◆ Requirement ◆
Pull out every line of the items below that contains the string "blade", treating uppercase and lowercase as different. Copy each matching line in full.

◆ Excerpted records ◆
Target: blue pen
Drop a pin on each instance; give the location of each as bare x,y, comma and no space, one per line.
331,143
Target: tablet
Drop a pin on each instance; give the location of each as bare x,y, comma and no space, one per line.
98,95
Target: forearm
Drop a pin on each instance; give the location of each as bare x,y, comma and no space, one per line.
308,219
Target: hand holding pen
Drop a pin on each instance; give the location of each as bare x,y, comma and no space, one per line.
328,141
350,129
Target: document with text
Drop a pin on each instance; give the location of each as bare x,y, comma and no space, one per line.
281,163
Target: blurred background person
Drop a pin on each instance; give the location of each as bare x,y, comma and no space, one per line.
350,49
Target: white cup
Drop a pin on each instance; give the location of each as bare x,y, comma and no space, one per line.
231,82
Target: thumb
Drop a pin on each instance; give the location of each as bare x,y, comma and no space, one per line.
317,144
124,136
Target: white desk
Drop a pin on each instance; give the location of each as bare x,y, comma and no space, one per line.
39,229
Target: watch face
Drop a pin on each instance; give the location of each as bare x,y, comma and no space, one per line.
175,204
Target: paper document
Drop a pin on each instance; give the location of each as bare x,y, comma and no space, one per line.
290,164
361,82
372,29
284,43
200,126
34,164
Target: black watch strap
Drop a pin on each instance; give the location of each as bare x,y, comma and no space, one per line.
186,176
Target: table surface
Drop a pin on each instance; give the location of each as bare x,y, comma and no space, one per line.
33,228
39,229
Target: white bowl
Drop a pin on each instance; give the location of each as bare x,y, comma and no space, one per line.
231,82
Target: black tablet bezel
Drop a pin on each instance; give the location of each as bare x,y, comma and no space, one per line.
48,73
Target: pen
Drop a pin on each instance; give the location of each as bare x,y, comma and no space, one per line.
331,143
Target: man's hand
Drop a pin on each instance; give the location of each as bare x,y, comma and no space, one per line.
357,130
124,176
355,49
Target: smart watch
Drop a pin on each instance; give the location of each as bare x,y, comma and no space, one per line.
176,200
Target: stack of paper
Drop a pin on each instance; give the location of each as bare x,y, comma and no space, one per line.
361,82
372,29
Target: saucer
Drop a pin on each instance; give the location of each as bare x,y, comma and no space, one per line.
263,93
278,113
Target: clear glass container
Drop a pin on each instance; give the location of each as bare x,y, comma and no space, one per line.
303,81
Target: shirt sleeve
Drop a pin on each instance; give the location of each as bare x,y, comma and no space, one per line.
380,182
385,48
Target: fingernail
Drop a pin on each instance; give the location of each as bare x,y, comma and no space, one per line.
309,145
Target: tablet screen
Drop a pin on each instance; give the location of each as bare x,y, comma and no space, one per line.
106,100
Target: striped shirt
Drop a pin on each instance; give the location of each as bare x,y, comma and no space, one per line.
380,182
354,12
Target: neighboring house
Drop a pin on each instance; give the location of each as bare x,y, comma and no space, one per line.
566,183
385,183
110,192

--

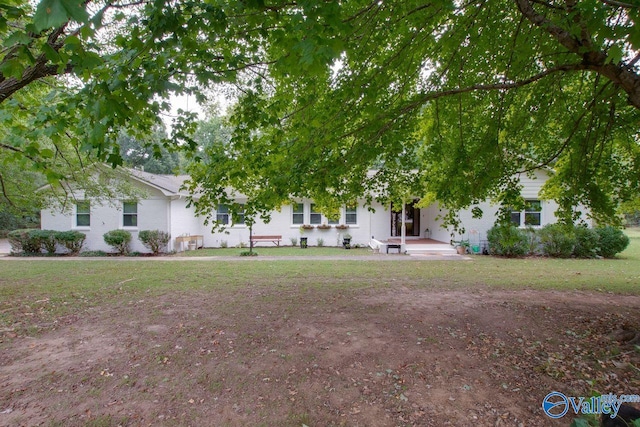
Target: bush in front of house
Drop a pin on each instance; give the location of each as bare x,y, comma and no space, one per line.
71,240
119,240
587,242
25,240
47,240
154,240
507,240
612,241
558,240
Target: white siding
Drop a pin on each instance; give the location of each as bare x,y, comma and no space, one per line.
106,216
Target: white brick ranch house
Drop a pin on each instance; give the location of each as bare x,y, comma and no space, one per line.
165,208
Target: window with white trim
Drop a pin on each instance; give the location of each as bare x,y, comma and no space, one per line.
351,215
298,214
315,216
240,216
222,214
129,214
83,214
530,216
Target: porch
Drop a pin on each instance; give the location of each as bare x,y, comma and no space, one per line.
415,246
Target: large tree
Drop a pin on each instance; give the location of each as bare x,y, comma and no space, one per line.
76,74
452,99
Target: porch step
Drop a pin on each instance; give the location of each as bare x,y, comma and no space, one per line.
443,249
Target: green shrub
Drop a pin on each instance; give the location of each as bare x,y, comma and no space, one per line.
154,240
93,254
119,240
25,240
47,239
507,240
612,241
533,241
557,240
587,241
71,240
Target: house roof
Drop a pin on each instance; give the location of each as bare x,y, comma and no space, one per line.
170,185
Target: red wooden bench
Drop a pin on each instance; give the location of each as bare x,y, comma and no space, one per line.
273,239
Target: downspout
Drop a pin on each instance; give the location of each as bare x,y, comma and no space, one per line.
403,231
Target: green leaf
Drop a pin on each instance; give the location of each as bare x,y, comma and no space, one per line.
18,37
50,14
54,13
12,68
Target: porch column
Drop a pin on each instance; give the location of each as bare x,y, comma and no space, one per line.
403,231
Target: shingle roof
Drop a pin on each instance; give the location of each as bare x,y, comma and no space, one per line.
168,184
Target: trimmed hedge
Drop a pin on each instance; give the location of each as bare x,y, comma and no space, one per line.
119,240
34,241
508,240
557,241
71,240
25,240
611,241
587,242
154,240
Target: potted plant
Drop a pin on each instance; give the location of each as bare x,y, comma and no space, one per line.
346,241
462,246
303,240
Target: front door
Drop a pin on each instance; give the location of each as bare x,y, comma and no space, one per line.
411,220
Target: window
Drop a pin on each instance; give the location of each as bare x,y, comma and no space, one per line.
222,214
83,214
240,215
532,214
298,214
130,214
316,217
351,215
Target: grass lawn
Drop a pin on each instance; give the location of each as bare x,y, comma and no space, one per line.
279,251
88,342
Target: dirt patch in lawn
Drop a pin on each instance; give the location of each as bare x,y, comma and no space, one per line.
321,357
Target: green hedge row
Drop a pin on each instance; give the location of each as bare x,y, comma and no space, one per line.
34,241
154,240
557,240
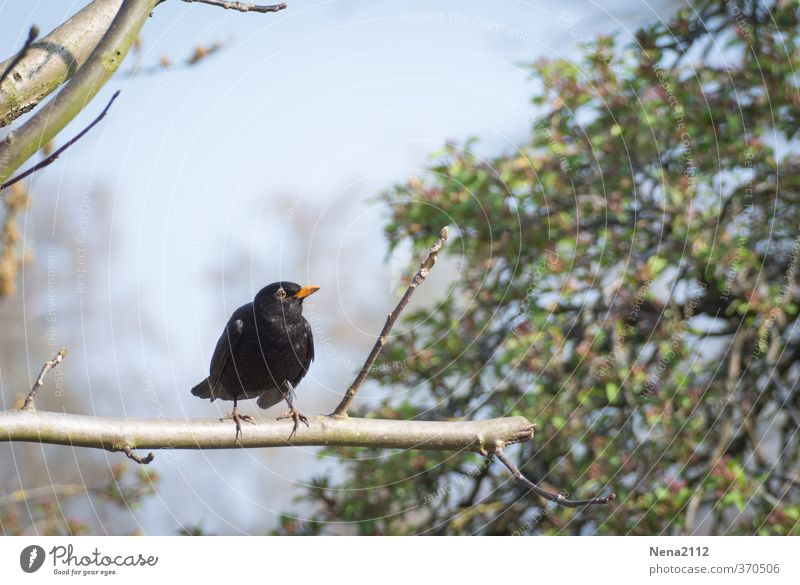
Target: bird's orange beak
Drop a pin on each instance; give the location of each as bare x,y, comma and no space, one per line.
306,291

* * *

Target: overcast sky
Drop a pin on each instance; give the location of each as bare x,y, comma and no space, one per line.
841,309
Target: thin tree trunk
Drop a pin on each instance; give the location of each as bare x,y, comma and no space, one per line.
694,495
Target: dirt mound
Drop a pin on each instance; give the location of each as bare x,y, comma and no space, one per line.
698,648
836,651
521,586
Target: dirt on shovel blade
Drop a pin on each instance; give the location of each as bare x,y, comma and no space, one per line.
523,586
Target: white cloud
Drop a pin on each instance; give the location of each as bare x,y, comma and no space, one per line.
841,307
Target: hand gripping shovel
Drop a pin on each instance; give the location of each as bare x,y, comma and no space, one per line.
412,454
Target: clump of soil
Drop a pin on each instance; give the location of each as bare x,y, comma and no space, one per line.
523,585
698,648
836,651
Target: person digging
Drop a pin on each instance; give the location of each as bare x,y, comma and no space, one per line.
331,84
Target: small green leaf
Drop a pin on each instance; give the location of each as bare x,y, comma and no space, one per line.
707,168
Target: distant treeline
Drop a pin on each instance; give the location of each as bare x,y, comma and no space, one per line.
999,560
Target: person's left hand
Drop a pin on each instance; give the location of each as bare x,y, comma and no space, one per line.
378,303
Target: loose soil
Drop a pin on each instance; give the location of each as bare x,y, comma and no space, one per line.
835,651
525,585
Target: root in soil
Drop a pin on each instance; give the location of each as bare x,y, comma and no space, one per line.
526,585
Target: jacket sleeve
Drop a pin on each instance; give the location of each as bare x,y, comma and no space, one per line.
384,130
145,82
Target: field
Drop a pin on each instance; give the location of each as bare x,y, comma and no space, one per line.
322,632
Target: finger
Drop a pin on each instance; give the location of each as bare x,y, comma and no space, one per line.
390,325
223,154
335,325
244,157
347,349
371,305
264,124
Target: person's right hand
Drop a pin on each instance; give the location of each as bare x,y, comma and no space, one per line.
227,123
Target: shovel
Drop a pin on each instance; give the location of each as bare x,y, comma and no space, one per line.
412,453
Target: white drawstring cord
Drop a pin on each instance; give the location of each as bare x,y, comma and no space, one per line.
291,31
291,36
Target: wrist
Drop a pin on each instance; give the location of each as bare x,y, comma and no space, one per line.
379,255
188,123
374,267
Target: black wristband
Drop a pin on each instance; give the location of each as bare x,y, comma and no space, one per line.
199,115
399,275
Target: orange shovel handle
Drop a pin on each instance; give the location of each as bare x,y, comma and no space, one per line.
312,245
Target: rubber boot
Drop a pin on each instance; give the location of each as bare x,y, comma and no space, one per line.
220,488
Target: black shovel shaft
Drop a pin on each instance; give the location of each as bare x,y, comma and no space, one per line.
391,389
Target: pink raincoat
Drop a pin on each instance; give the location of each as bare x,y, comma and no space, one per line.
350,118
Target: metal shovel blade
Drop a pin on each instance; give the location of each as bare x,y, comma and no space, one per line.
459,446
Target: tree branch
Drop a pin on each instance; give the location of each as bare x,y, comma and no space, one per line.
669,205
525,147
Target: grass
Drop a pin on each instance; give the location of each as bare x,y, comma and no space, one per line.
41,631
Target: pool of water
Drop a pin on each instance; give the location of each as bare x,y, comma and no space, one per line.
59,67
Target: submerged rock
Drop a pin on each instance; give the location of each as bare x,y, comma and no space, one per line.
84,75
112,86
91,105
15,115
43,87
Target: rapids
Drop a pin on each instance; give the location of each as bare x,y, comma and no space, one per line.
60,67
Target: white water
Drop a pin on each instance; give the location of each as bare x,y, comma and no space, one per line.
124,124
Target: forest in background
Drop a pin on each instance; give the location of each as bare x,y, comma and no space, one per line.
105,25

◆ Result of the task ◆
Target: dirt on shovel blade
Target: metal shovel blade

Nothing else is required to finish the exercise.